| Extract provided |
An adrenal tumor is an abnormal growth on one or both adrenal glands. These relatively rare tumors are most often benign (noncancerous), but they can also be malignant (cancerous).
While many adrenal tumors don’t cause symptoms, some release excess hormones that may lead to symptoms such as high blood pressure, facial flushing, weight gain, headaches and palpitations.
Adrenal Tumors: Why Choose Johns Hopkins
- Our team has pioneered robotic and minimally invasive surgical techniques for treating adrenal tumors, requiring less downtime than more traditional surgical techniques. However, not all adrenal tumors are amenable to minimally invasive surgery. Experts at Johns Hopkins can help determine the best approach for you.
- We treat all types of adrenal tumors, including adrenal adenomas, adrenocortical carcinomas, aldosteronomas and pheochromocytomas.
- Our highly skilled surgeons have extensive experience evaluating and operating on and around the adrenal glands and kidneys.
- From initial consultation through treatment and post-surgery follow-up, you’ll receive friendly and focused care from each member of our team.

| Record extracts |
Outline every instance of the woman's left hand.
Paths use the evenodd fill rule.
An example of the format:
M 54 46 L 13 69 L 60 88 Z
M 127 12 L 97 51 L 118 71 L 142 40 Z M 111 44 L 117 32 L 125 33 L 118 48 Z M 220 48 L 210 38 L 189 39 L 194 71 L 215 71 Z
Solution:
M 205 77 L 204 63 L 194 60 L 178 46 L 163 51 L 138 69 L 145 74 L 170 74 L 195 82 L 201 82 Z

| Task to complete |
Write out the passage of the adrenal tumors text starting at "Adrenal Tumors: Why" and ending at "aldosteronomas and pheochromocytomas.", word for word. Use only the text on adrenal tumors; disregard the data.

| Finished task |
Adrenal Tumors: Why Choose Johns Hopkins
- Our team has pioneered robotic and minimally invasive surgical techniques for treating adrenal tumors, requiring less downtime than more traditional surgical techniques. However, not all adrenal tumors are amenable to minimally invasive surgery. Experts at Johns Hopkins can help determine the best approach for you.
- We treat all types of adrenal tumors, including adrenal adenomas, adrenocortical carcinomas, aldosteronomas and pheochromocytomas.